— START DATASET RECORDS —

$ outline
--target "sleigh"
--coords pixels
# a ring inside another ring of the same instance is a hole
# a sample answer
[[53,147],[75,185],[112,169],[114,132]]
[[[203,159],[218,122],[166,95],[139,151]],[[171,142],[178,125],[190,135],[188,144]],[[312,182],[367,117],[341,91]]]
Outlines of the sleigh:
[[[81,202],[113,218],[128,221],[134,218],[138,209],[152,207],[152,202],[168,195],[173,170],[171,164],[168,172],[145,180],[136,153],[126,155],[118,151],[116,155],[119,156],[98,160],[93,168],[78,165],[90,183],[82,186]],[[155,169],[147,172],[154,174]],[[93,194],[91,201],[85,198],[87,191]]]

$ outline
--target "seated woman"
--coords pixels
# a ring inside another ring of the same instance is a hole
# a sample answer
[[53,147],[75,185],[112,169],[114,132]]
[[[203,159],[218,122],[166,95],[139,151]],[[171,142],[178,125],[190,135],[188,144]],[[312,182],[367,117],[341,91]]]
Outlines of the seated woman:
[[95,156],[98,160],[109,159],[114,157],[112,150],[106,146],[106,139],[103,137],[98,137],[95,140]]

— END DATASET RECORDS —

Rewrite the material above, replacing each "sample answer" with "model answer" and leaving everything else unchanged.

$ outline
--target "sleigh"
--coords pixels
# a ring inside another ring of the same instance is a hole
# a model answer
[[53,147],[75,185],[112,169],[114,132]]
[[[203,159],[218,122],[166,95],[139,151]],[[171,142],[178,125],[190,135],[188,144]],[[312,182],[367,117],[341,91]]]
Outlines of the sleigh:
[[[81,202],[113,218],[128,221],[134,218],[138,209],[152,207],[152,202],[168,195],[173,170],[171,164],[168,172],[145,180],[136,153],[126,155],[118,151],[116,155],[119,156],[98,160],[93,168],[78,165],[90,183],[82,186]],[[155,169],[147,172],[154,174]],[[93,194],[91,201],[85,198],[87,191]]]

$ outline
--target "seated woman"
--coords pixels
# a ring inside another ring of the same instance is a hole
# a model answer
[[53,147],[75,185],[112,169],[114,132]]
[[[203,159],[218,122],[166,95],[139,151]],[[171,142],[178,125],[190,135],[188,144]],[[312,182],[367,117],[341,91]]]
Outlines of the seated woman:
[[95,156],[98,160],[109,159],[114,157],[112,150],[106,146],[106,139],[103,137],[98,137],[95,140]]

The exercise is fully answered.